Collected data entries
::::
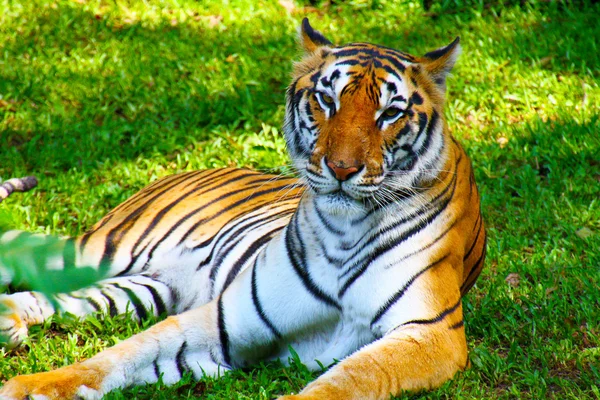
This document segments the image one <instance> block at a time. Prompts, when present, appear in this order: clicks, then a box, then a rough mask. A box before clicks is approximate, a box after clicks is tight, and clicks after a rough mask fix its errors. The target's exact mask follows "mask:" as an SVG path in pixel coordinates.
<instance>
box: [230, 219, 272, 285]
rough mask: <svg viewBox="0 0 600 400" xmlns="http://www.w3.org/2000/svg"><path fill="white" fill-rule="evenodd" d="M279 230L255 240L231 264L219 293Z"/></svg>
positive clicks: (269, 233) (270, 240)
mask: <svg viewBox="0 0 600 400" xmlns="http://www.w3.org/2000/svg"><path fill="white" fill-rule="evenodd" d="M280 230H281V228H279V227H278V228H276V229H272V230H270V231H269V232H267V233H265V234H264V235H263V236H261V237H260V238H259V239H257V240H256V241H255V242H254V243H252V245H250V247H249V248H248V249H247V250H246V251H245V252H244V254H242V256H241V257H240V258H238V259H237V261H236V262H235V263H234V264H233V266H232V267H231V269H230V270H229V273H228V274H227V279H226V280H225V284H224V285H223V289H221V293H223V292H224V291H225V289H227V288H228V287H229V285H231V283H232V282H233V280H234V279H235V278H236V276H237V275H238V274H239V273H240V270H241V269H242V267H243V266H244V264H246V262H247V261H248V259H250V258H251V257H252V256H253V255H254V254H256V253H257V252H258V251H259V250H260V249H261V248H262V247H263V246H264V245H266V244H267V243H269V242H270V241H271V238H272V237H273V235H274V234H275V233H276V232H279V231H280Z"/></svg>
::::
* _PROBLEM DETAILS_:
All of the data should come back exactly as written, but without pictures.

* _ANSWER TO THE EXERCISE_:
This document segments the image one <instance> block at a time. Prompts, when present, appear in this order: clicks, then a box, then a rough mask. A box before clicks is approximate, a box after clicks is tight, and clicks after a rough mask fix its errors. The target's exact mask follows "mask:" as an SVG path in pixel coordinates.
<instance>
box: [230, 219, 272, 285]
rough mask: <svg viewBox="0 0 600 400" xmlns="http://www.w3.org/2000/svg"><path fill="white" fill-rule="evenodd" d="M279 230L255 240L231 264L219 293Z"/></svg>
positive clicks: (269, 233) (270, 240)
mask: <svg viewBox="0 0 600 400" xmlns="http://www.w3.org/2000/svg"><path fill="white" fill-rule="evenodd" d="M280 230H281V228H279V227H278V228H276V229H272V230H270V231H269V232H267V233H265V234H264V235H263V236H261V237H260V238H259V239H257V240H256V241H255V242H254V243H252V245H250V247H249V248H248V249H247V250H246V251H245V252H244V254H242V256H241V257H240V258H238V259H237V261H236V262H235V263H234V264H233V266H232V267H231V269H230V270H229V273H228V274H227V279H226V280H225V284H224V285H223V289H221V293H223V292H224V291H225V289H227V288H228V287H229V285H231V283H232V282H233V280H234V279H235V278H236V276H237V275H238V274H239V273H240V270H241V269H242V267H243V266H244V264H246V262H247V261H248V259H250V258H251V257H252V256H253V255H254V254H256V253H257V252H258V251H259V250H260V249H261V248H262V247H263V246H264V245H266V244H267V243H269V242H270V241H271V238H272V237H273V235H274V234H275V233H276V232H279V231H280Z"/></svg>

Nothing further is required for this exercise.